*** Opening of PROVIDED RECORDS ***
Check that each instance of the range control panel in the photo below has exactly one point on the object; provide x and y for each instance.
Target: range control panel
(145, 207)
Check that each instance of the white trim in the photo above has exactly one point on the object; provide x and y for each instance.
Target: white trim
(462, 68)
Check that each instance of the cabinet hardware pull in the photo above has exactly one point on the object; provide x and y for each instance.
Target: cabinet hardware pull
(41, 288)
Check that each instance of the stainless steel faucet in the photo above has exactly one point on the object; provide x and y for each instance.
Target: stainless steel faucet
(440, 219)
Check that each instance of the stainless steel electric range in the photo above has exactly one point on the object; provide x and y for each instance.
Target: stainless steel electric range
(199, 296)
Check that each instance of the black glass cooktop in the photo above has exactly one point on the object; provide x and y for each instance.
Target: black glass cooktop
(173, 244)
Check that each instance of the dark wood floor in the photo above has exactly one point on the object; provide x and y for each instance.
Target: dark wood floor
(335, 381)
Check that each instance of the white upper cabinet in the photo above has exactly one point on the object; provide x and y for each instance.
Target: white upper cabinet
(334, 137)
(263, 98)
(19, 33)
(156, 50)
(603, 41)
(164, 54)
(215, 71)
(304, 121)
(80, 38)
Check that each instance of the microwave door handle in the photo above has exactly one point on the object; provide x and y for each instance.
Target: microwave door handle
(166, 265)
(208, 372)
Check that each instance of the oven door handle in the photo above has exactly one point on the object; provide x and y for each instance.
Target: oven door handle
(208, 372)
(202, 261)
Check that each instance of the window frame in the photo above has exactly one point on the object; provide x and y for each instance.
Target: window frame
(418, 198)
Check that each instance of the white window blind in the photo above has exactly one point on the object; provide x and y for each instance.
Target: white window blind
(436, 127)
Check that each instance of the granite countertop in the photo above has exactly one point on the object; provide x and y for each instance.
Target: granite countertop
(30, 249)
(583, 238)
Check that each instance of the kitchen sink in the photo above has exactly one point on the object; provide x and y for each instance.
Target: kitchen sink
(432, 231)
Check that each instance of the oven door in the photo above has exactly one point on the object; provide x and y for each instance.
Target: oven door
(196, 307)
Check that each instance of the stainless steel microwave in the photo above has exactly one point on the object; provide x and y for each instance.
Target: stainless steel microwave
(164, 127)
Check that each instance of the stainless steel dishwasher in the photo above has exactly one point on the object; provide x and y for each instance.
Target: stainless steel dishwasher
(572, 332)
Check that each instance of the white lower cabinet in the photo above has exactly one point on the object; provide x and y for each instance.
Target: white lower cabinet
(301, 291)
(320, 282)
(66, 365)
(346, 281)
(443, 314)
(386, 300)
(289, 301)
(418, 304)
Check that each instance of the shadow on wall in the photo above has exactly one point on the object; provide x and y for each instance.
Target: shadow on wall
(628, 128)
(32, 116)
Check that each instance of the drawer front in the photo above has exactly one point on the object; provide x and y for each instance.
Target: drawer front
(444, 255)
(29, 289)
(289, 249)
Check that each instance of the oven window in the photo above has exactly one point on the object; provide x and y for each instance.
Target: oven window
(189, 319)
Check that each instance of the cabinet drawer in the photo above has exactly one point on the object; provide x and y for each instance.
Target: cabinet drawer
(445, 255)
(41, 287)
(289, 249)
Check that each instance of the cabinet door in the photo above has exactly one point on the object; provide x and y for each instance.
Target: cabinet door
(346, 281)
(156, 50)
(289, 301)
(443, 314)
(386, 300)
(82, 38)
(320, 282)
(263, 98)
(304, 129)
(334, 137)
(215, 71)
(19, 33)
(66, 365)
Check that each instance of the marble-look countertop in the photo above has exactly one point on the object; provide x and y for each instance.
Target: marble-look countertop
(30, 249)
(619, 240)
*** Close of PROVIDED RECORDS ***
*** Opening of PROVIDED RECORDS ***
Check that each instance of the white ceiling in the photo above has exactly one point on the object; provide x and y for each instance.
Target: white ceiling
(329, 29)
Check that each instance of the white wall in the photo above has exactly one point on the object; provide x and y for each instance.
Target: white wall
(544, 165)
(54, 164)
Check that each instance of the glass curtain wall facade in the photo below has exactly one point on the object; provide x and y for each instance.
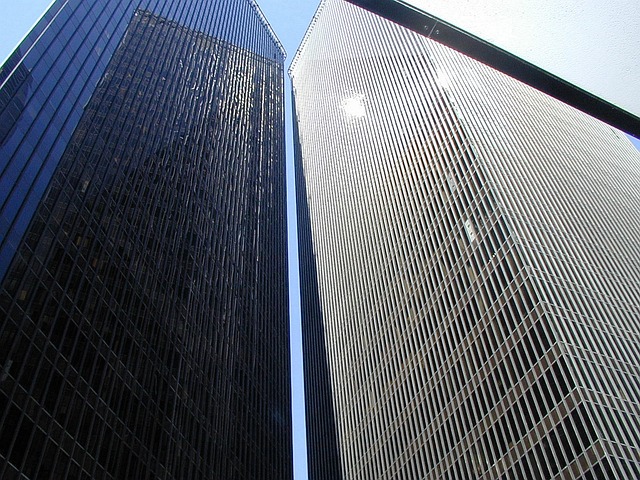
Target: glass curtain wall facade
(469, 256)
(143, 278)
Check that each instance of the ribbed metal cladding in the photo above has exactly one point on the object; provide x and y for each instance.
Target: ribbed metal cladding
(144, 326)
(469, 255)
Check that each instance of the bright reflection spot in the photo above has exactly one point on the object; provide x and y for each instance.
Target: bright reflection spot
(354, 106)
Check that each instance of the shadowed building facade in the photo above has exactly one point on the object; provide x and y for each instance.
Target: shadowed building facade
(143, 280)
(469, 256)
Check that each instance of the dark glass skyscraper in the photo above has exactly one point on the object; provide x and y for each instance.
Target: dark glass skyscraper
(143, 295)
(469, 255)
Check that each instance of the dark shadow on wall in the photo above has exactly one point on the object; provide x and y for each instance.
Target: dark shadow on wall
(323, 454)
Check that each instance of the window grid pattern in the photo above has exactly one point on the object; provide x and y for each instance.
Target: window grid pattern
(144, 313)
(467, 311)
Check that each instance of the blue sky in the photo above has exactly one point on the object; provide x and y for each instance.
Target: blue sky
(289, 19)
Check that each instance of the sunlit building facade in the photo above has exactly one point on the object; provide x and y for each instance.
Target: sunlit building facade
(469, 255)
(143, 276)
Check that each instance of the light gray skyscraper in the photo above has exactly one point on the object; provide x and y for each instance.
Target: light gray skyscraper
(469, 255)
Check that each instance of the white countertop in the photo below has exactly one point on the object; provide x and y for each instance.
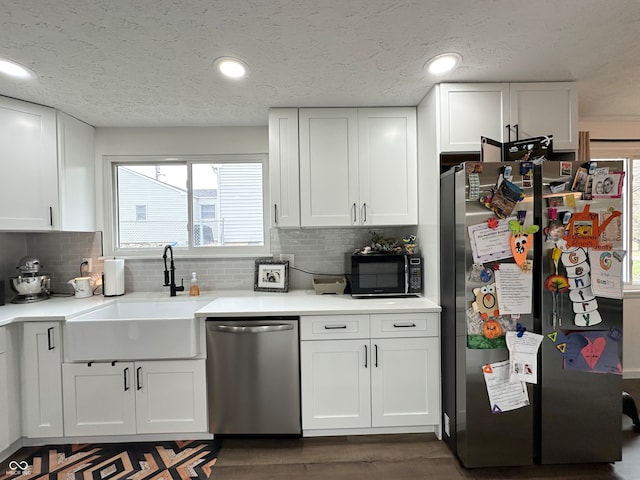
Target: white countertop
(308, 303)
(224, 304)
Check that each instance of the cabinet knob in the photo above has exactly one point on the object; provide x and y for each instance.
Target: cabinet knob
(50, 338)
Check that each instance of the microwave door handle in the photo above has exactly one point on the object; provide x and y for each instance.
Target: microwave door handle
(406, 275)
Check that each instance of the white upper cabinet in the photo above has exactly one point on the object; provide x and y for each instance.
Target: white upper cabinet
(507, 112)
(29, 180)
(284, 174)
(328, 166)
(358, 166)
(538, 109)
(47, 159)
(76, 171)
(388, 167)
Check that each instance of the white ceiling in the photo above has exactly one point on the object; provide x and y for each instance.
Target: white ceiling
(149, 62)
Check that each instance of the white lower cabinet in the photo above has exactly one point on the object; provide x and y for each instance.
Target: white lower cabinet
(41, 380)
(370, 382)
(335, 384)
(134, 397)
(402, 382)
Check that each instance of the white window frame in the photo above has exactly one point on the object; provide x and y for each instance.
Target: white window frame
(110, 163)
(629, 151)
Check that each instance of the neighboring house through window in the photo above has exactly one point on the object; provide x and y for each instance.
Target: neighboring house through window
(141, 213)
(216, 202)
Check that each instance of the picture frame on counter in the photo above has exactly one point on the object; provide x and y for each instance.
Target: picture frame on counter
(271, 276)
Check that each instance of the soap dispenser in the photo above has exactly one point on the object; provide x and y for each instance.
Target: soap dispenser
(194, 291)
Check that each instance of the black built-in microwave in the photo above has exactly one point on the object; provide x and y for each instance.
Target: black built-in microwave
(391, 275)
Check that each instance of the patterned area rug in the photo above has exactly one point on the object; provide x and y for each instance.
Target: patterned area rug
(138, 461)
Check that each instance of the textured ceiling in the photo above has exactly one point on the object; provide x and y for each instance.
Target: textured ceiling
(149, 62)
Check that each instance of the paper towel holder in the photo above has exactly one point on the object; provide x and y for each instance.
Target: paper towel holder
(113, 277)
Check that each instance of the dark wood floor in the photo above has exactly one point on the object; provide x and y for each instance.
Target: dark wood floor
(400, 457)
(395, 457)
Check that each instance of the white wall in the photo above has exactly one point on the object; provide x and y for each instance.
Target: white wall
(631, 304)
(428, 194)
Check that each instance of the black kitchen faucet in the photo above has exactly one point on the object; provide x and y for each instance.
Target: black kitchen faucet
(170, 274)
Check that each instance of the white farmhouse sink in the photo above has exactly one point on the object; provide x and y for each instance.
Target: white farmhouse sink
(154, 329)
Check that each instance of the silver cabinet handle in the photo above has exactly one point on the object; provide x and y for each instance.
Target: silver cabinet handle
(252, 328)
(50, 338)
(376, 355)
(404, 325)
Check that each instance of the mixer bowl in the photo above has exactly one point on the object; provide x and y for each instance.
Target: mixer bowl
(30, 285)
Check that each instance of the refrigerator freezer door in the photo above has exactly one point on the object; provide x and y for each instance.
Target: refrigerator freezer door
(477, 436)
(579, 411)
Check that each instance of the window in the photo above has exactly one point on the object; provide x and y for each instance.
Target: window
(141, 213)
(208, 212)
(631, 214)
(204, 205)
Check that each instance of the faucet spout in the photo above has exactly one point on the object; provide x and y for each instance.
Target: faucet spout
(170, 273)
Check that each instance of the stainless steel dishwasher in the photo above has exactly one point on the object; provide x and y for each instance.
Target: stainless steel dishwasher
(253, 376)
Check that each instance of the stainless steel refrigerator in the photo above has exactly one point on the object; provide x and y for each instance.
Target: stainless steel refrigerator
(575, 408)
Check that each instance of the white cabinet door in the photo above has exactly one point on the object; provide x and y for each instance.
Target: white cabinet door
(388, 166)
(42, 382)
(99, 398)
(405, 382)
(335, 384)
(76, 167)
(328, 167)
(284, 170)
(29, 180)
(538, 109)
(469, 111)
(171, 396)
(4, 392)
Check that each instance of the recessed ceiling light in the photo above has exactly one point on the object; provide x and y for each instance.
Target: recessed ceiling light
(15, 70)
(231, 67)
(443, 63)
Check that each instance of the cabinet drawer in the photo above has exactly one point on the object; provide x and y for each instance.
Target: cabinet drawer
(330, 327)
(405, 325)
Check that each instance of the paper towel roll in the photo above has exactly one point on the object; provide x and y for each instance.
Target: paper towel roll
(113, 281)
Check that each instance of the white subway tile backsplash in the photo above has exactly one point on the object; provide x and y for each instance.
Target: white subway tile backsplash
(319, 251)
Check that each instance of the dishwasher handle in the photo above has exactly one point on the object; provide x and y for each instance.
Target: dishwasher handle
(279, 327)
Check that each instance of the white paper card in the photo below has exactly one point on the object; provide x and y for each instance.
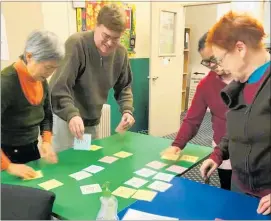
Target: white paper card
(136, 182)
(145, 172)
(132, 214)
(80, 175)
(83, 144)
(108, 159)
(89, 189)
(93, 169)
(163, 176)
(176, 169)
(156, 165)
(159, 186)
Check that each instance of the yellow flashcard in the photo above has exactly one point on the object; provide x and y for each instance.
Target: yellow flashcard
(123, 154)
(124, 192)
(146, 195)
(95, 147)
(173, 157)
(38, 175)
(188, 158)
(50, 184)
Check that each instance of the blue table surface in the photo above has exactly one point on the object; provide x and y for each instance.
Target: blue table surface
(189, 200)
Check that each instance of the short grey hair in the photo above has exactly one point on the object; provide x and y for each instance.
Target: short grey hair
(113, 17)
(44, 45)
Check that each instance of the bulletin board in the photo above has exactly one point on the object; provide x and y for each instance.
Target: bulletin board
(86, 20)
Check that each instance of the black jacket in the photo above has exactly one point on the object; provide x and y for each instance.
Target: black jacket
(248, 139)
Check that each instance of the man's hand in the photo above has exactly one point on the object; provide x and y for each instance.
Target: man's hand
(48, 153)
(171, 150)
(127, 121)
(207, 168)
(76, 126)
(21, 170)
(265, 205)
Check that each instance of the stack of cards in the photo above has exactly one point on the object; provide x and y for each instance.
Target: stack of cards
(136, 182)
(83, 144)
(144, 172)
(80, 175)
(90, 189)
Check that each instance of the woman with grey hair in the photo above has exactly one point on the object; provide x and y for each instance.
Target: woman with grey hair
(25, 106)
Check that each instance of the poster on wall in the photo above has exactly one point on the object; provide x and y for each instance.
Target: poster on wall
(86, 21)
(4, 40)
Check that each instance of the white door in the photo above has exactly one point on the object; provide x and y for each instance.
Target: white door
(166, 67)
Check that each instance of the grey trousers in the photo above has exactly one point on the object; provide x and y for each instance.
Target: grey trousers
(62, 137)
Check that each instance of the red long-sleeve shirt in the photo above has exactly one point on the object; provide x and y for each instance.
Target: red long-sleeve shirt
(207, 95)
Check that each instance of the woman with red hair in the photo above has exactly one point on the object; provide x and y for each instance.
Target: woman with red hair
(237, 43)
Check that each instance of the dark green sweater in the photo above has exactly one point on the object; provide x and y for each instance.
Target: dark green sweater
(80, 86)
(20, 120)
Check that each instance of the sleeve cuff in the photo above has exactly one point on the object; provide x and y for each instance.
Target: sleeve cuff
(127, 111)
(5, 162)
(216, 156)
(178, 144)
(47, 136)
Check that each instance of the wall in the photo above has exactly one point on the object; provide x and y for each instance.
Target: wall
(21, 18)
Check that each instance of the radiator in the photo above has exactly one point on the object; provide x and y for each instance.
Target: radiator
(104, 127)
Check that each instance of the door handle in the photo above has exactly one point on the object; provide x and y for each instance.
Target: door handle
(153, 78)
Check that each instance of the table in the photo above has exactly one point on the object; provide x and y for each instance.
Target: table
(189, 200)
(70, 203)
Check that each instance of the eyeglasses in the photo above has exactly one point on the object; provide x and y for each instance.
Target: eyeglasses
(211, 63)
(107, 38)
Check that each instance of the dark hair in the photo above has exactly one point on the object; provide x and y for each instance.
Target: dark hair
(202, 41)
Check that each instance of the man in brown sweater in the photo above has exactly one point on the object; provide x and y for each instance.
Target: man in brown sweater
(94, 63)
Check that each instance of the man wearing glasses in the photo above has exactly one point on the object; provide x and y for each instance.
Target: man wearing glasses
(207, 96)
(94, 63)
*** Close of PROVIDED RECORDS ***
*** Opening of PROVIDED RECORDS ***
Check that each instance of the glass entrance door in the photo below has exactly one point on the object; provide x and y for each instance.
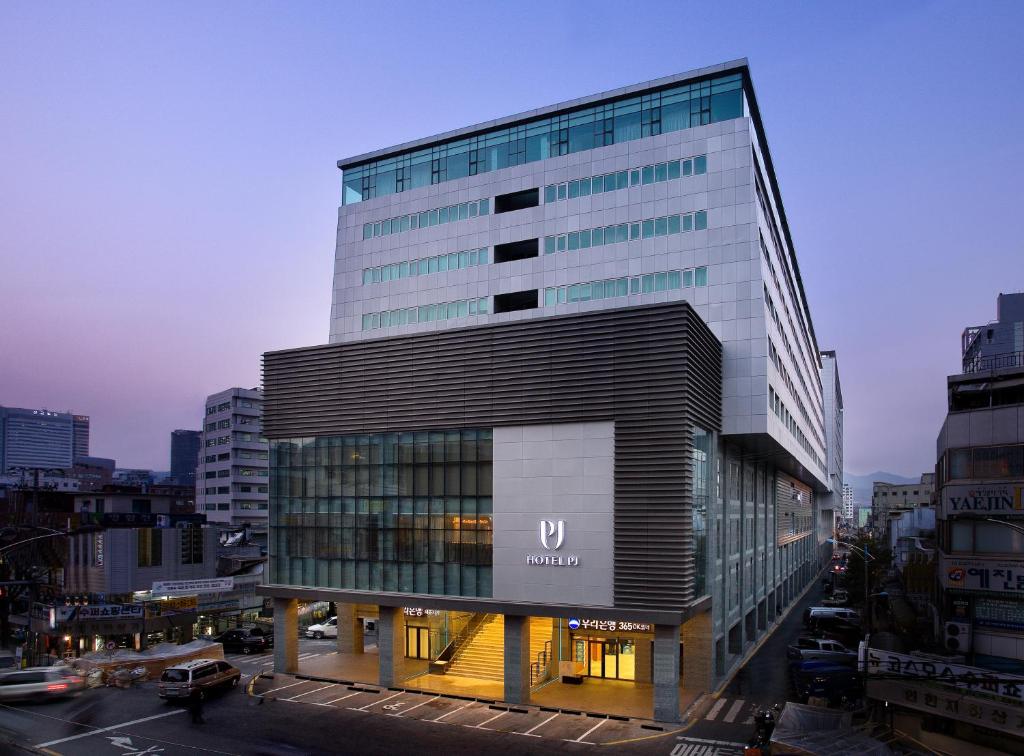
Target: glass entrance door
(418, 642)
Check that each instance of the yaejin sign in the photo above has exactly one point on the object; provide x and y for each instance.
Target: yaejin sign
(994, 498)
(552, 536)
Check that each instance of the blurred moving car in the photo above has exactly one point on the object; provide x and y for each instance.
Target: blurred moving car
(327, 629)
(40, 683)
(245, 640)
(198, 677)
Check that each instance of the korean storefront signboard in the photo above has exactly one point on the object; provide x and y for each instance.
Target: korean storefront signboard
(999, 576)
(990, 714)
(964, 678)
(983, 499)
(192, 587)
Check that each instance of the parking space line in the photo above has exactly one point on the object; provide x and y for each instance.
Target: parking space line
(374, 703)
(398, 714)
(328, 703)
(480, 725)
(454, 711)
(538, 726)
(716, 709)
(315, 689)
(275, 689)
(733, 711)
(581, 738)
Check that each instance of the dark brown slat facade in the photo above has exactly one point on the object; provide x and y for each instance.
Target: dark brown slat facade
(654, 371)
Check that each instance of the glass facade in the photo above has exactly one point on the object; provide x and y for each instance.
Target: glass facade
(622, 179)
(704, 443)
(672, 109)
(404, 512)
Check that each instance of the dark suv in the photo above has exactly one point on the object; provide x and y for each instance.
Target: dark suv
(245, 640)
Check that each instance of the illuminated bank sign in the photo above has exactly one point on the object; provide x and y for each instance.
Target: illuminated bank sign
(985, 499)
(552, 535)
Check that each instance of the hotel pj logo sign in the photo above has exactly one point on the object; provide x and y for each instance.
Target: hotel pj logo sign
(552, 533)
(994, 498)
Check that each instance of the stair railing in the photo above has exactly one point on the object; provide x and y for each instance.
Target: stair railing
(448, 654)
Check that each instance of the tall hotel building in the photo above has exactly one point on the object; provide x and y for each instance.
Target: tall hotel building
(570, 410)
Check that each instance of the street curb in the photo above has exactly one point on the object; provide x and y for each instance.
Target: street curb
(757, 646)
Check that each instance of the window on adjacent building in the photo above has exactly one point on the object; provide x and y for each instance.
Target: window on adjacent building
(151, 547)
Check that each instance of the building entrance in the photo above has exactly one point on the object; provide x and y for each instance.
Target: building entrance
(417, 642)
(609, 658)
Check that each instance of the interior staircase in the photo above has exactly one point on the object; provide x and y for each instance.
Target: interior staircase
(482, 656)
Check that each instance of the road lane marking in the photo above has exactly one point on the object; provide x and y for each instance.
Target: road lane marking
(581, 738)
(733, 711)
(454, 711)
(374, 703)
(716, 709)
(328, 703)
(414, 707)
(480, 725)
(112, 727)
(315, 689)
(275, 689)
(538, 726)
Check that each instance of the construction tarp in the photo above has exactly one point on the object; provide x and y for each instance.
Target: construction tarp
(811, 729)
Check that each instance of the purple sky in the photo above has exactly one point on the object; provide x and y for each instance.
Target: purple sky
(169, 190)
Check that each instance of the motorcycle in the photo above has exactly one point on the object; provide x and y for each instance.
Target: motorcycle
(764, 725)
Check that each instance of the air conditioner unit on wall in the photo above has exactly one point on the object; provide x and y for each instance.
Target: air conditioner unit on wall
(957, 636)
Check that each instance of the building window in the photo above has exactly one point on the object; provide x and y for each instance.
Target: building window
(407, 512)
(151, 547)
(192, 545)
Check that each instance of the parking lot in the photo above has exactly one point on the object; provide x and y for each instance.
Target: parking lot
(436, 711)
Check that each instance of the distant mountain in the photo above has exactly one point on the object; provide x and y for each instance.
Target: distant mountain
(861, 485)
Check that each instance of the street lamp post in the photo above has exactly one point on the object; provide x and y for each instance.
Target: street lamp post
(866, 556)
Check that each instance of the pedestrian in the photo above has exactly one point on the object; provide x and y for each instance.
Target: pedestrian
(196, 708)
*** Close of PROVIDED RECORDS ***
* _ASSIGNED TASK_:
Give the count of lines in the data that contain the word "below", and write nothing besides it.

* _ANSWER AREA_:
5